* Stored data
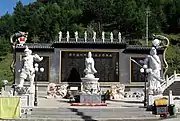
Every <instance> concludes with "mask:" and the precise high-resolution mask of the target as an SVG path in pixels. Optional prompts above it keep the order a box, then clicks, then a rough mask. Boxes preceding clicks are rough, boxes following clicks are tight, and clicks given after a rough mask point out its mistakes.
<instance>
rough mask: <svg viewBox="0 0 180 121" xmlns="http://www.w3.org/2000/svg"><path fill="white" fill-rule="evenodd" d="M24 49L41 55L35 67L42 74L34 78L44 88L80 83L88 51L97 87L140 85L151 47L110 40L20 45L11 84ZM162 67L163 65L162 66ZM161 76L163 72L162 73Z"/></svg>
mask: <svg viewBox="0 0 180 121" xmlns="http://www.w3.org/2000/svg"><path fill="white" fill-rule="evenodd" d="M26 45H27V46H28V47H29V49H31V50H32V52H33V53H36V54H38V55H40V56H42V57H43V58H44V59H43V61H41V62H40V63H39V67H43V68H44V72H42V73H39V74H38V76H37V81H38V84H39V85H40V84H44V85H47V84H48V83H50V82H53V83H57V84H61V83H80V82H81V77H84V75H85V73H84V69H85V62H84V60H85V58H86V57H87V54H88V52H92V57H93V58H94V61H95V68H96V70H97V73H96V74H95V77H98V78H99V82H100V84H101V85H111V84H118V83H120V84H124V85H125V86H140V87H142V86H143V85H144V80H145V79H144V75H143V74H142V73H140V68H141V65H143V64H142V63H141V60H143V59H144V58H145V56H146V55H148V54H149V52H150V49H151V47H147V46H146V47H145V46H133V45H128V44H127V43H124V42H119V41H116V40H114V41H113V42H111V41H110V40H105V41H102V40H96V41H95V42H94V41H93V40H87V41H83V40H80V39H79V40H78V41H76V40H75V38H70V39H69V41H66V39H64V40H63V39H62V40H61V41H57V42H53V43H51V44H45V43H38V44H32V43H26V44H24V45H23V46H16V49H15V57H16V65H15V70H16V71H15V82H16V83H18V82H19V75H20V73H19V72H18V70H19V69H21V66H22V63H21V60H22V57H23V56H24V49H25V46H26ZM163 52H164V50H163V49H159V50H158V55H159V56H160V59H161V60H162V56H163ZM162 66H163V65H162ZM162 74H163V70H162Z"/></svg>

==

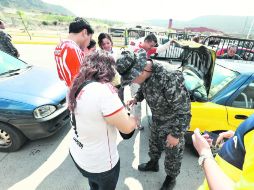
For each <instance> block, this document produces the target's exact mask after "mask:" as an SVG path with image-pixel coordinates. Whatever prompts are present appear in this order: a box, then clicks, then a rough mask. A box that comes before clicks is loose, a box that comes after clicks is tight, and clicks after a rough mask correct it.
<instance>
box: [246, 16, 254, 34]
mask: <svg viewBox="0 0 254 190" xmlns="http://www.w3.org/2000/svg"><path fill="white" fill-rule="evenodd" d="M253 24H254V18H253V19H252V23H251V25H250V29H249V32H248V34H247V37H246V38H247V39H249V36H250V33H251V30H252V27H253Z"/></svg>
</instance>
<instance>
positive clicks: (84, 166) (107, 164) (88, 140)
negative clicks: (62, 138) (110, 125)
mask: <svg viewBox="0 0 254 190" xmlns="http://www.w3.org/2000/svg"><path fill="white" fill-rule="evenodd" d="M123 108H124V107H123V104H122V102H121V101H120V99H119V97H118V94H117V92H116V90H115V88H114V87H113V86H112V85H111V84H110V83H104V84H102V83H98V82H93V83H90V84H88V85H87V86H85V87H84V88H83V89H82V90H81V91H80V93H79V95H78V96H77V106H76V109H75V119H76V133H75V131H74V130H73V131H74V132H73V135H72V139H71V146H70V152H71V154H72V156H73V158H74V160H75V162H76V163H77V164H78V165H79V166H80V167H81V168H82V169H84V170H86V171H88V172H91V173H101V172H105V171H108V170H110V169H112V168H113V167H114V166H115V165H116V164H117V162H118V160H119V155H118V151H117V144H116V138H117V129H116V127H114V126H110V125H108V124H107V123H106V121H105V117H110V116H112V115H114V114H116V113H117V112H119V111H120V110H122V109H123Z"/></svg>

* Assignment
Only the lines that hold the word "order" are wanted; each should be pulled from the records.

* Written solution
Every <instance> concludes with "mask:" and the precise high-resolution mask of the target as an SVG path in pixels. Optional prompts above it keep the order a box, then clicks, then a rough mask. Boxes preceding clicks are rough, boxes following clicks are tight, and clicks given after a rough mask point out its mistakes.
For each <instance> block, this document produces the target's exact mask after "mask:" as an SVG path with image-pixel coordinates. Whatever prompts are present appear in this order: a box, then clicks, then a rough mask. A box that comes before clicks is loose, a box that comes after clicks is tight, and clicks after a rough mask correct it.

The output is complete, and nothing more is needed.